** Opening Records block **
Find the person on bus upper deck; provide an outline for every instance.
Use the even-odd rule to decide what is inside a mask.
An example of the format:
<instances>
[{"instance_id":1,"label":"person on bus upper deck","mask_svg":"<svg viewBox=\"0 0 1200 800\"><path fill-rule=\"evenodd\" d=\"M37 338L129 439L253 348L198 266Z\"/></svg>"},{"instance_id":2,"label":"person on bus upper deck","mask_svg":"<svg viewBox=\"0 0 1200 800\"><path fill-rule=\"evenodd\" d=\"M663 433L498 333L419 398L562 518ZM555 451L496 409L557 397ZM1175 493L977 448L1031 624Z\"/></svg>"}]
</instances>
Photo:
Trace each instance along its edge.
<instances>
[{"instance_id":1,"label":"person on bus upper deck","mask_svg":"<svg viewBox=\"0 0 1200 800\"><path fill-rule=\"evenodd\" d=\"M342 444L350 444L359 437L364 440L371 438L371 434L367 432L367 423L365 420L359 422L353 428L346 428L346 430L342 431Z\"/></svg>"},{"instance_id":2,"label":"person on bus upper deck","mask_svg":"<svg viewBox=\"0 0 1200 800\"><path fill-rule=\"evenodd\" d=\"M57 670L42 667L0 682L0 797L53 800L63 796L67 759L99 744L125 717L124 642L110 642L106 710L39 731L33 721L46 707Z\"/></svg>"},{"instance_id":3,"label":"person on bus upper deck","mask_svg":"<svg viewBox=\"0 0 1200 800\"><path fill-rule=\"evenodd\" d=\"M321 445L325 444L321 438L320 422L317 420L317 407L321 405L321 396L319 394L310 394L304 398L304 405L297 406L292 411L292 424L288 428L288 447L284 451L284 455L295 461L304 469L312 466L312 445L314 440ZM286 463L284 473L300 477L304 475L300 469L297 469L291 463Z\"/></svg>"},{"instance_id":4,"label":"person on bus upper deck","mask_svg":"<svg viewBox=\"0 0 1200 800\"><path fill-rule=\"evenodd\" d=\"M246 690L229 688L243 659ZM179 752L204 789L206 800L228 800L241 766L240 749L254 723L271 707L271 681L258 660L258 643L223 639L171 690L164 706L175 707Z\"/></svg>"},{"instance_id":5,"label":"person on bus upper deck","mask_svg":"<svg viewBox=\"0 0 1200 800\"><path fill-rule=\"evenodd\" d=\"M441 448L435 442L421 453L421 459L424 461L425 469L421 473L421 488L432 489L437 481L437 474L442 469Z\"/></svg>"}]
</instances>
** Closing Records block **
_What to produce_
Set down the preceding data verbatim. Every line belongs in the copy.

_Response to the task_
Find the person on bus upper deck; provide an outline for every instance.
Use the even-odd rule to decide what is inside a mask.
An example of the format:
<instances>
[{"instance_id":1,"label":"person on bus upper deck","mask_svg":"<svg viewBox=\"0 0 1200 800\"><path fill-rule=\"evenodd\" d=\"M37 338L129 439L253 348L198 266Z\"/></svg>"},{"instance_id":2,"label":"person on bus upper deck","mask_svg":"<svg viewBox=\"0 0 1200 800\"><path fill-rule=\"evenodd\" d=\"M663 433L498 333L419 398L562 518ZM555 451L496 409L557 397ZM1175 493L977 448L1031 624Z\"/></svg>"}]
</instances>
Photo:
Trace each instance along its edge.
<instances>
[{"instance_id":1,"label":"person on bus upper deck","mask_svg":"<svg viewBox=\"0 0 1200 800\"><path fill-rule=\"evenodd\" d=\"M342 444L350 444L359 437L364 440L371 438L371 434L367 432L367 423L365 420L359 422L353 428L346 428L346 430L342 431Z\"/></svg>"},{"instance_id":2,"label":"person on bus upper deck","mask_svg":"<svg viewBox=\"0 0 1200 800\"><path fill-rule=\"evenodd\" d=\"M57 670L42 667L0 682L0 797L53 800L63 796L67 759L99 744L125 717L124 642L110 642L106 710L39 731L33 721L46 707Z\"/></svg>"},{"instance_id":3,"label":"person on bus upper deck","mask_svg":"<svg viewBox=\"0 0 1200 800\"><path fill-rule=\"evenodd\" d=\"M321 445L325 444L321 438L320 422L317 420L317 407L321 405L321 396L319 394L310 394L304 398L304 405L297 406L292 411L292 424L288 428L288 447L284 451L284 455L295 461L304 469L312 466L312 445L314 440ZM286 463L284 473L300 477L304 475L300 469L297 469L291 463Z\"/></svg>"},{"instance_id":4,"label":"person on bus upper deck","mask_svg":"<svg viewBox=\"0 0 1200 800\"><path fill-rule=\"evenodd\" d=\"M246 690L229 688L243 659ZM179 752L204 789L206 800L228 800L241 766L240 749L254 723L271 707L271 681L258 660L258 643L223 639L171 690L164 706L175 707Z\"/></svg>"},{"instance_id":5,"label":"person on bus upper deck","mask_svg":"<svg viewBox=\"0 0 1200 800\"><path fill-rule=\"evenodd\" d=\"M441 448L435 442L421 453L421 459L424 461L425 469L421 473L421 488L432 489L437 481L437 474L442 469Z\"/></svg>"}]
</instances>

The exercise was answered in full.